Schreiben Sie die Zeilen von der Zeile mit „Each instance receives one point. Mark the hut“ bis zum Ende der Datensätze unverändert ab, wobei beide Enden eingeschlossen sind.

◇ ◇ ◇ ◇ ◇

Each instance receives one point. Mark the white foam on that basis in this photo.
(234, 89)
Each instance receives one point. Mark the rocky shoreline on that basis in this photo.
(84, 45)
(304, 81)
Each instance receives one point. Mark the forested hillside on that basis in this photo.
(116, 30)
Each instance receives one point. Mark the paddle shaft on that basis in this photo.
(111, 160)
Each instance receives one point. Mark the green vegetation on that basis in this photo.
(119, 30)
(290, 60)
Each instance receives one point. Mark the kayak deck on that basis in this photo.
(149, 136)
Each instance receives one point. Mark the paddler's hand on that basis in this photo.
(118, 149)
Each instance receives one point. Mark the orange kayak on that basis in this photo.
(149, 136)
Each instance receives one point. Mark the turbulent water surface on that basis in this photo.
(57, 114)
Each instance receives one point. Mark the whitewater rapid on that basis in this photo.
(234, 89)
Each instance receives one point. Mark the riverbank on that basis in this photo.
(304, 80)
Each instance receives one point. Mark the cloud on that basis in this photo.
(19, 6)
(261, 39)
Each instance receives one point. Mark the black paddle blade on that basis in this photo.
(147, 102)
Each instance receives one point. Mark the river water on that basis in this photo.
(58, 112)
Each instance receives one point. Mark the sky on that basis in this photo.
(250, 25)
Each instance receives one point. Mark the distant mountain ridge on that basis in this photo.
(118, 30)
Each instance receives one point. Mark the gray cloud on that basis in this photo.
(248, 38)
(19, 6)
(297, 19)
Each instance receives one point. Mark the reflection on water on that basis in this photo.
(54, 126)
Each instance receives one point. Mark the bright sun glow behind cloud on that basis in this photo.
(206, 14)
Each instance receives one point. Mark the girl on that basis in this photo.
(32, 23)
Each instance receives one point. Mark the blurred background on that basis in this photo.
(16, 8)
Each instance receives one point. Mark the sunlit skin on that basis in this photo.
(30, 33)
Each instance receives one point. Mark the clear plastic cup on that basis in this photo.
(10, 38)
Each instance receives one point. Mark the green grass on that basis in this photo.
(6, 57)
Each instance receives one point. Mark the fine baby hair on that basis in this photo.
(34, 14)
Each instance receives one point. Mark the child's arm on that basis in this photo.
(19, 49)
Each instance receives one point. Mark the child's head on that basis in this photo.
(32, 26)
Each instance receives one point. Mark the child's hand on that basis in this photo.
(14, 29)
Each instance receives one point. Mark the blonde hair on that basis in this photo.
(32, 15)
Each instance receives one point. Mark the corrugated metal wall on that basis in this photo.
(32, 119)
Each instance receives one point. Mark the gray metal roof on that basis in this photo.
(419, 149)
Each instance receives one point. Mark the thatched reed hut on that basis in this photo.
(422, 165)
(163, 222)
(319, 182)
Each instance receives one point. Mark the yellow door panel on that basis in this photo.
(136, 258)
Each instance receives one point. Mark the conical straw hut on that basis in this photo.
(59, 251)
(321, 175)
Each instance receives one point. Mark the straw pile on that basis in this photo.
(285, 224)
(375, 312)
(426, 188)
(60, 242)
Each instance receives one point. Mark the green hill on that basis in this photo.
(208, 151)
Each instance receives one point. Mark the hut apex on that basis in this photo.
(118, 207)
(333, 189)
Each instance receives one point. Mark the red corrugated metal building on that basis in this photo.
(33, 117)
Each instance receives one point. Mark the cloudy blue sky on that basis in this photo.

◇ ◇ ◇ ◇ ◇

Gelöste Aufgabe
Each instance receives one point. Mark the hut apex on that basis in this photo.
(118, 207)
(333, 189)
Each instance receives one point. Mark the red corrugated metal building on that basis in this photo.
(33, 117)
Each instance receives one point. Mark the cloudy blue sky on that basis in this photo.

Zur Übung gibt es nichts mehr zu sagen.